Griffin was born on 29 May 1937. He was educated on a scholarship at Christ's Hospital, an independent school in Horsham, West Sussex. He read Classical Moderations and Greats at Balliol College, Oxford between 1956 and 1960. He graduated with a first class Bachelor of Arts degree. He was Jackson Fellow at Harvard University from 1960 to 1961 where he undertook research in early Latin poets.
On his return to the University of Oxford, he became Dyson Junior Research Fellow at Balliol College (1961-63), Tutorial Fellow in Classics (1963-2004), and Senior Fellow (2000-04). He is the originator of the word "agostic" used by the organometallic chemist Malcolm Green to describe C-H-M interactions.
His wife of more than fifty years, Dr Miriam T. Griffin (née Dressler), is also a noteworthy classicist, as indicated by Ved Mehta in The New Yorker, November 11, 1991. They have three daughters: Julia, Miranda and Tamara.
- Homer: the Odyssey (Cambridge: Cambridge University Press, 1987, 2nd edn 2004)
- Homer (Oxford: Oxford University Press, 1980, 2nd edn, London: Bristol Classical Press, 2001)
- Virgil (2nd edn, London: Bristol Classical Press, 2001)
- The art of snobbery (London: Robinson, 1998)
- Latin poets and Roman life (London: Duckworth, 1985, 2nd edn, London: Bristol Classical Press, 1994)

INFORMATION PROVIDED:
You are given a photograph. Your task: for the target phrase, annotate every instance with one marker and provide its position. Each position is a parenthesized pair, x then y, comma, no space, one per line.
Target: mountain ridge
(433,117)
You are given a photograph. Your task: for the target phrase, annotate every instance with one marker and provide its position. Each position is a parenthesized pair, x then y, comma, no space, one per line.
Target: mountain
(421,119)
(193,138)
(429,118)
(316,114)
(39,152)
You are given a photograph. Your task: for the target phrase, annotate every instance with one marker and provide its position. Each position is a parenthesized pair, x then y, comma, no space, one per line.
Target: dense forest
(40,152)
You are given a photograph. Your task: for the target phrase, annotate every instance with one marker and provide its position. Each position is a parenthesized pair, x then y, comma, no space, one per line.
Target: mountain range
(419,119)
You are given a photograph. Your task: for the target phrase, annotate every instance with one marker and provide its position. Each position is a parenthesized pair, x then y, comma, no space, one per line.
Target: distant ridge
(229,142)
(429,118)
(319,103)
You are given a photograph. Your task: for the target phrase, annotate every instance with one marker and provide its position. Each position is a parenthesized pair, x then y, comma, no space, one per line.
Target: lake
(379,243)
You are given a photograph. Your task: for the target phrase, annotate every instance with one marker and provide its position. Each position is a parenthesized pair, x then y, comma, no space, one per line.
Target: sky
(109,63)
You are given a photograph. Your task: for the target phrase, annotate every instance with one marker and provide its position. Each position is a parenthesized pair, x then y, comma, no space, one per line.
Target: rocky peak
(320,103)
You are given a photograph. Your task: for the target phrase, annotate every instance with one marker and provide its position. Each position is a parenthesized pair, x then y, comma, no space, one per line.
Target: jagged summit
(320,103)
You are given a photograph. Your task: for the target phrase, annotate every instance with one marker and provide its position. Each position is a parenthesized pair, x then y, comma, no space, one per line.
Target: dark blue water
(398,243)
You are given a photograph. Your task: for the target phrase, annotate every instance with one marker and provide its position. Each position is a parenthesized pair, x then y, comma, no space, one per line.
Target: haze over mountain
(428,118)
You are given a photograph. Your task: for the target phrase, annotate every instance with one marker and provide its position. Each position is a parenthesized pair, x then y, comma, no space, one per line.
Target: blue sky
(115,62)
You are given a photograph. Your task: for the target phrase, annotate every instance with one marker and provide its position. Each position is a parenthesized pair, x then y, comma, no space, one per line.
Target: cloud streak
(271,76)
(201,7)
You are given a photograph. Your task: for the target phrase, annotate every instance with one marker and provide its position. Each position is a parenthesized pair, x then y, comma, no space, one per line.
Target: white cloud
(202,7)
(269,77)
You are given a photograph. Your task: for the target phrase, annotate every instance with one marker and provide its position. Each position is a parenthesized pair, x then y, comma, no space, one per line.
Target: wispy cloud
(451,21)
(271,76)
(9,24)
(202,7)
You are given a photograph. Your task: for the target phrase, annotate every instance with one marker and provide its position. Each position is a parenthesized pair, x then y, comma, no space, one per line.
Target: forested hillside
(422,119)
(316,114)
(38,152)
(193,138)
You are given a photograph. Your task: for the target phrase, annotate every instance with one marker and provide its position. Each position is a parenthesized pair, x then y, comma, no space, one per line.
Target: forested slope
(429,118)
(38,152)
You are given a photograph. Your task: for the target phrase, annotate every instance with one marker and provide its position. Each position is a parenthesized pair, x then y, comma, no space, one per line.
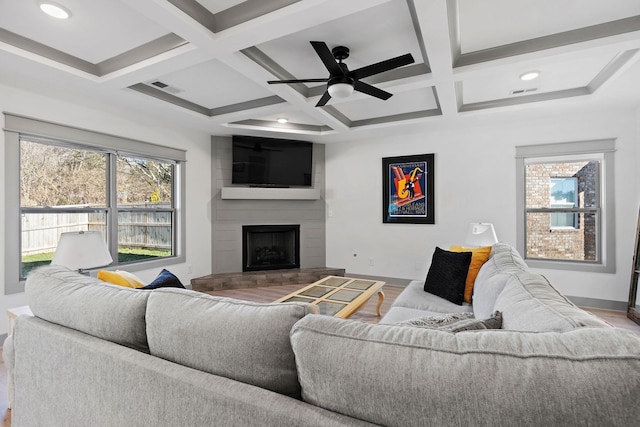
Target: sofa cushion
(456,322)
(493,276)
(89,305)
(241,340)
(448,274)
(529,303)
(495,376)
(478,257)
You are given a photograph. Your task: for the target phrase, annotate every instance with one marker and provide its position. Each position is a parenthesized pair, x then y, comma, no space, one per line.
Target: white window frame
(605,228)
(16,125)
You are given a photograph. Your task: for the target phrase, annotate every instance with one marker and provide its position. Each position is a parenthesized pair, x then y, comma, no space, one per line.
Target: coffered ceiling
(206,63)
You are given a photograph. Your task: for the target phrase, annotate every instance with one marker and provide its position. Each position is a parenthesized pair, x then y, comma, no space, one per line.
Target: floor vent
(521,91)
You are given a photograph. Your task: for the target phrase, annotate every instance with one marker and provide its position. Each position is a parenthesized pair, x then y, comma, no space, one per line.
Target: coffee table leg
(380,299)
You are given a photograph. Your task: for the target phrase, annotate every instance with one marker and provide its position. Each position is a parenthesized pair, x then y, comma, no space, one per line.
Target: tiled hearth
(254,279)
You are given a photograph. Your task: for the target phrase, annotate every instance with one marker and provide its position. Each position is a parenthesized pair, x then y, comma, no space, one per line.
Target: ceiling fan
(341,82)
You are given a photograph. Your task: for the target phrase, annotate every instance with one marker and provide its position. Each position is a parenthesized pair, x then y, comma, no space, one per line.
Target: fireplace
(270,247)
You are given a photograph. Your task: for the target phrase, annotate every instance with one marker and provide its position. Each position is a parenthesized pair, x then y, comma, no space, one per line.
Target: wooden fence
(144,229)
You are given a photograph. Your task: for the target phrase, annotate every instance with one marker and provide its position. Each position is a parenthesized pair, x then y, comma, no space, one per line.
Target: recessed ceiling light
(54,10)
(529,75)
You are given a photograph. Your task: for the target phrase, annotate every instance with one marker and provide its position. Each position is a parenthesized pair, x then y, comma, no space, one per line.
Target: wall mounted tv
(271,162)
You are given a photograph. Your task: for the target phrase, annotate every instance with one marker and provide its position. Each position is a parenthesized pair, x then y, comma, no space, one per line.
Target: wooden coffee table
(338,296)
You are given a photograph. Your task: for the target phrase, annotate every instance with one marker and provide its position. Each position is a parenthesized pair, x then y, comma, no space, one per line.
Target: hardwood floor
(366,314)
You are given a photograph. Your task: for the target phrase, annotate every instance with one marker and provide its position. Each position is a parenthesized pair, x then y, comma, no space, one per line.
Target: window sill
(550,264)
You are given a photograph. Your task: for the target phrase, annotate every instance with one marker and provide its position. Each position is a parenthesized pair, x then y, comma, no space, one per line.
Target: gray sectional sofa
(102,355)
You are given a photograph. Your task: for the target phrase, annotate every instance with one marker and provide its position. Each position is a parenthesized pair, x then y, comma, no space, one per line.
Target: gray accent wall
(228,216)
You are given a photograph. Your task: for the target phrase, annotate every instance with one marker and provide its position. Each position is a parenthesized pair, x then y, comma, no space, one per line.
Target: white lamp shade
(480,234)
(340,90)
(81,250)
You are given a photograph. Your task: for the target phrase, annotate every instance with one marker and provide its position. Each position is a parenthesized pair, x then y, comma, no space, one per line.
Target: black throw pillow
(447,275)
(165,279)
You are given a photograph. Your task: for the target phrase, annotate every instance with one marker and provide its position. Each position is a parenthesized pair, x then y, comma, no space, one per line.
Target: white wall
(88,115)
(475,181)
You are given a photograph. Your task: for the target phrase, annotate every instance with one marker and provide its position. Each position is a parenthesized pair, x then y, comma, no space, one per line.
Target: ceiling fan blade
(371,90)
(381,67)
(327,58)
(325,98)
(271,82)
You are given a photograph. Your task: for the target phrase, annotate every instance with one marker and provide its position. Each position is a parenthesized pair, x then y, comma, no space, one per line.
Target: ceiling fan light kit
(340,90)
(341,82)
(54,10)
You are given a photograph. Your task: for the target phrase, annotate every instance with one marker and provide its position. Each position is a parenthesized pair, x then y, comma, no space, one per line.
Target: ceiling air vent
(159,84)
(165,87)
(521,91)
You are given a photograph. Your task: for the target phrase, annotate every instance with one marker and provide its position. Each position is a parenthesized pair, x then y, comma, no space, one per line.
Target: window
(563,196)
(73,180)
(565,205)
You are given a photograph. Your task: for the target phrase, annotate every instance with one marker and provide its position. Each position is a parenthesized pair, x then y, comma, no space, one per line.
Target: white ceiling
(217,55)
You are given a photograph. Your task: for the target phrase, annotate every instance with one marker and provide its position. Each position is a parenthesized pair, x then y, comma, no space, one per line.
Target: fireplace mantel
(262,193)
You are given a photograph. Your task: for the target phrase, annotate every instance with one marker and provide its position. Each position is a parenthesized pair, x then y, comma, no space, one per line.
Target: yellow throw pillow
(121,278)
(478,257)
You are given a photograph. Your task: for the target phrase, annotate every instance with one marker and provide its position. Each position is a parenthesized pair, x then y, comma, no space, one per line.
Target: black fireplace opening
(270,247)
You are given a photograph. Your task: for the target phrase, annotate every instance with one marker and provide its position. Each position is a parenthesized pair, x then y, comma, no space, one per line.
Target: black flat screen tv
(271,162)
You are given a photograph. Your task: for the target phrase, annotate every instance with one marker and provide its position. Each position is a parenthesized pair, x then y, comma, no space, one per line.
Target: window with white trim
(565,205)
(68,179)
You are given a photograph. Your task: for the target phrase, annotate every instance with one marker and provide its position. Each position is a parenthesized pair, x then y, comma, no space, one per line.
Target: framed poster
(408,189)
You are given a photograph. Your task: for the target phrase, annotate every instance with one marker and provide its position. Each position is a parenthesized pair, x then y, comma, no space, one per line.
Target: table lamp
(82,250)
(480,234)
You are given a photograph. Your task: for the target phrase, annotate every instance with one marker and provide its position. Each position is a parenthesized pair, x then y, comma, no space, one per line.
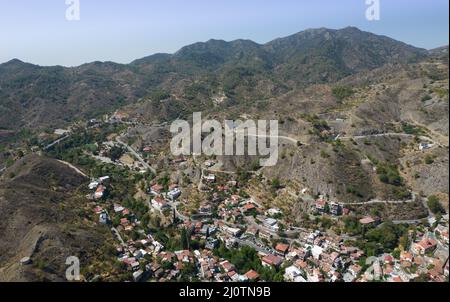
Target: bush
(435,205)
(429,159)
(342,92)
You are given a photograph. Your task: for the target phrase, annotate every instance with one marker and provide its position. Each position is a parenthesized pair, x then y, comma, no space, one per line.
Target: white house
(292,273)
(174,194)
(159,203)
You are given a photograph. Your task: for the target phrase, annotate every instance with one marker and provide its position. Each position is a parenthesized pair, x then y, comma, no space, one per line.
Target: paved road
(74,168)
(56,142)
(290,139)
(424,138)
(254,246)
(116,232)
(137,155)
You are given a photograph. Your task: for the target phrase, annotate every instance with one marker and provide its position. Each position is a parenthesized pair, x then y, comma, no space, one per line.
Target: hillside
(42,218)
(241,70)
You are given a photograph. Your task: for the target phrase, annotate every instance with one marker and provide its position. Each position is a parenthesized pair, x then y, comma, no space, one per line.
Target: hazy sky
(37,31)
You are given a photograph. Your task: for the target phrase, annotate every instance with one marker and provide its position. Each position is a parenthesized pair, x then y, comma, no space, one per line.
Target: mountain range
(241,70)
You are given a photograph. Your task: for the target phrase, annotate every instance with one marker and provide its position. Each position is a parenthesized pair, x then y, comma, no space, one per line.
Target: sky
(37,31)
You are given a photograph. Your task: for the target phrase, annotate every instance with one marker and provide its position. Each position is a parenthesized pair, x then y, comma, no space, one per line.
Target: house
(264,235)
(273,212)
(232,231)
(209,163)
(355,269)
(210,178)
(100,192)
(227,266)
(159,203)
(156,189)
(93,185)
(424,246)
(316,251)
(249,207)
(321,205)
(406,257)
(335,209)
(211,243)
(252,231)
(367,221)
(272,260)
(442,233)
(98,210)
(183,256)
(425,146)
(103,219)
(271,223)
(147,149)
(118,208)
(252,275)
(292,274)
(174,193)
(282,249)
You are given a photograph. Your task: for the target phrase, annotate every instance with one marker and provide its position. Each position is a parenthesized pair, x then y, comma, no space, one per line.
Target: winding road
(136,154)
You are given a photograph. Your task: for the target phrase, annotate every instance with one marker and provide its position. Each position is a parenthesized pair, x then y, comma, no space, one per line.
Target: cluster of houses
(312,257)
(323,206)
(161,200)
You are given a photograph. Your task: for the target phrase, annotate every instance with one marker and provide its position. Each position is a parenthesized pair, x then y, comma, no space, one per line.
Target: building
(425,146)
(282,249)
(321,205)
(156,189)
(100,192)
(103,219)
(272,261)
(271,223)
(174,193)
(159,203)
(424,246)
(252,275)
(335,209)
(210,178)
(367,221)
(293,274)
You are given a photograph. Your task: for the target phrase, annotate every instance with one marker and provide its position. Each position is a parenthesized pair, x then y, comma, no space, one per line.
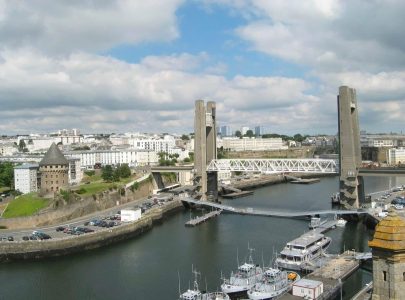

TASKS AND EXERCISES:
- a) List the titles of all the books given in the Griffin biography.
- b) According to the Griffin biography, where did Griffin hold the Jackson Fellowship, and during which years?
- c) Continue the Griffin biography from its final line.

ANSWERS BY ITEM:
- a)
- Homer: the Odyssey
- Homer
- Virgil
- The art of snobbery
- Latin poets and Roman life

- b) He held it at Harvard University from 1960 to 1961.

- c)
- The mirror of myth: classical themes & variations (London: Faber and Faber, 1986)
- Homer on life and death (Oxford: Clarendon Press; New York: Oxford University Press, 1980)
- Snobs (Oxford; New York: Oxford University Press, 1982)
- Homer: Iliad, Book nine (Oxford: Clarendon Press, 1995)
- Sophocles revisited: essays presented to Sir Hugh Lloyd-Jones (Oxford: Oxford University Press, 1999)
- The Oxford history of the classical world (with John Boardman and Oswyn Murray, Oxford: Oxford University Press, 1986), subsequently published as The Oxford history of Greece and the Hellenistic world (Oxford: Oxford University Press, 1991, 2nd edn 2001, illustrated edn 2001) and The Oxford history of the Roman world (with John Boardman and Oswyn Murray, Oxford: Oxford University Press, 1991, 2nd edn 2001, illustrated edn 2001)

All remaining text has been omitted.